*TEXT SHOWN*
10. Multiple datasets in memory, meaning frames

I’m a sucker for data management commands. Even so, I do not think I’m exaggerating when I say that frames will change the way you work. If you are not interested, bear with me. I think I can change your mind.

You can have multiple datasets in memory. Each is stored in a named frame. At any instant, one of the frames is the current frame. Most Stata commands operate on the data in the current frame. It’s the commands that work across frames that will change the way you work, but before you can use them, you have to learn how to use frames. So here’s a bit of me using frames:

. use persons

. frame create counties

. frame counties: use counties

. tabulate cntyid

. frame counties: tabulate cntyid


Well, I’m thinking at this point, it appears I could merge persons.dta with counties.dta, except I’m not thinking about merging them. I’m thinking about linking them.

. frlink m:1 cntyid, frame(counties)


Linking is frame’s equivalent of merge. It does not change either dataset except to add one variable to the data in the current frame. New variable counties is created in this case. If I were to drop the variable, I would eliminate the link, but I’m not going to do that. I’m curious whether the counties in which people reside in persons.dta were all found in counties.dta. I can find out by typing

. count if counties==.


If 1,000 were reported, I would now drop counties, and it would be as if I had never linked the two frames.

Let’s assume count reported 0. Or 4, which is a small enough number that I don’t care for this demonstration. Now watch this:

. generate relinc = income / frget(counties, medinc)


I just calculated each person’s income relative to the median income in the county in which he or she resides, and median income was in the counties dataset, not the persons dataset!

Next, I will copy to the current frame all the variables in counties that start with pop. The command that does this, frget, will use the link and copy the appropriate observations.

. frget pop*, from(counties)

. describe pop*

. generate ln_pop18plus = ln(pop18plus)

*WHAT THIS EXERCISE ASKS*
**1.** Answer these questions from the text on Stata frames, one line each:
(a) Which command creates the frame named counties?
(b) What new variable does linking add to the current frame in this case?
(c) Which command copies the variables starting with pop from counties into the current frame?
**2.** Please continue the text on Stata frames from its last command, keeping the author's voice.

*GIVEN DATA*

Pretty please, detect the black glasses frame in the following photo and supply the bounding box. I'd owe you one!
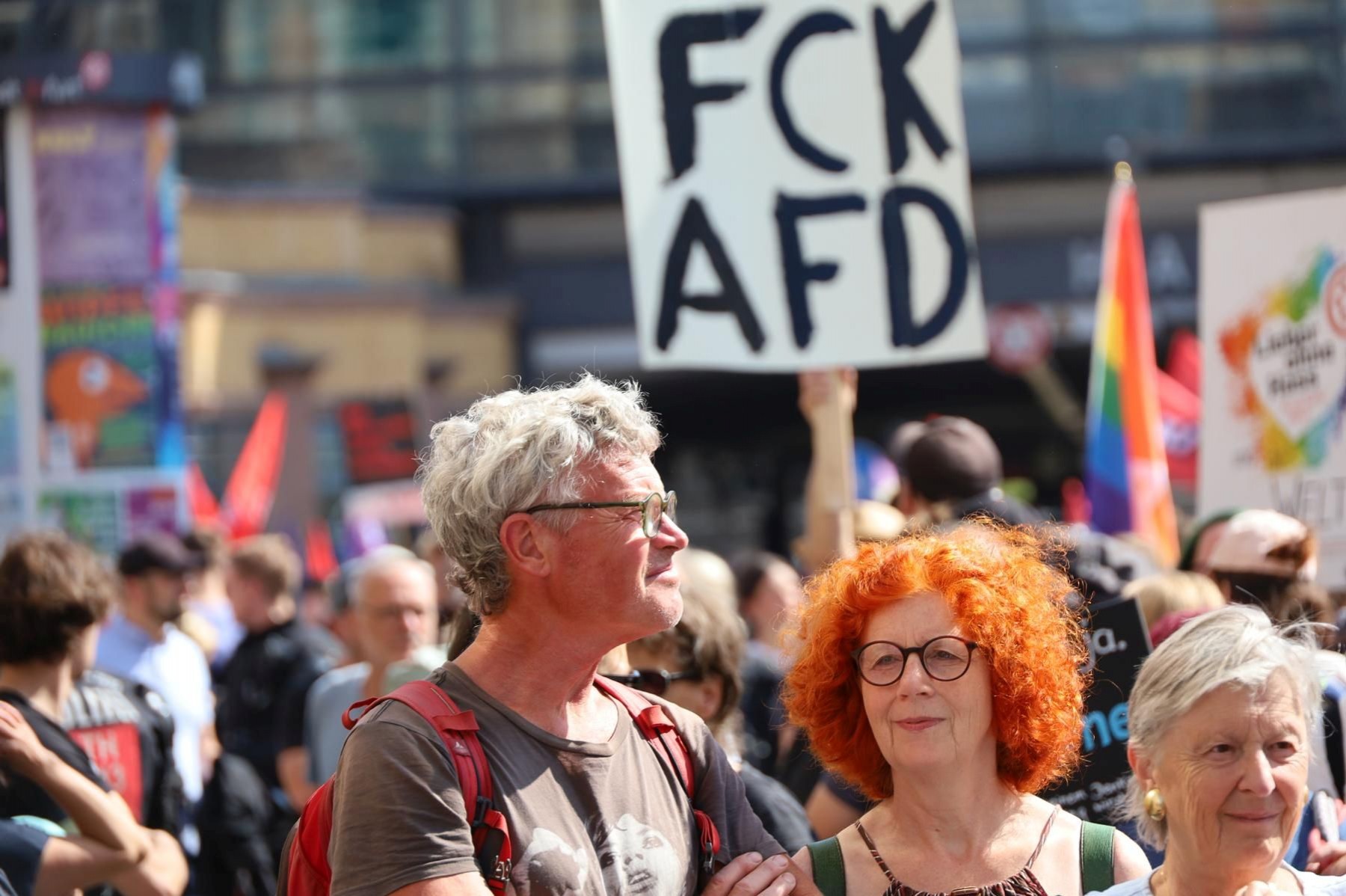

*EXERCISE ANSWERS*
**1.**
(a) frame create counties
(b) counties
(c) frget

**2.**
. generate ln_income = ln(income)

. correlate ln_income ln_pop18plus


I hope I have convinced you that frames are of interest. If not, this is only one of the five ways frames will change how you work with Stata. Maybe one of the other four ways will convince you. Visit the overview of frames page at stata.com.

11. Sample-size analysis for confidence intervals

The goal is to optimally allocate study resources when CIs are to be used for inference or, said differently, to estimate the sample size required to achieve the desired precision of a CI in a planned study. One mean, two independent means, or two paired means. Or one variance.

12. Nonlinear DSGE models

DSGE stands for Dynamic Stochastic General Equilibrium. Stata previously fit linear DSGEs. Now it can fit nonlinear ones too.

I know this either interests you or does not, and if it does not, there will be no changing your mind. It interests me, and what makes the new feature spectacular is how easy models are to specify and how readable the code is afterwards. You could almost teach from it. If this interests you, click through.

13. Multiple-group IRT

IRT (Item Response Theory) is about the relationship between latent traits and the instruments designed to measure them. An IRT analysis might be about scholastic ability (the latent trait) and a college admission test (the instrument).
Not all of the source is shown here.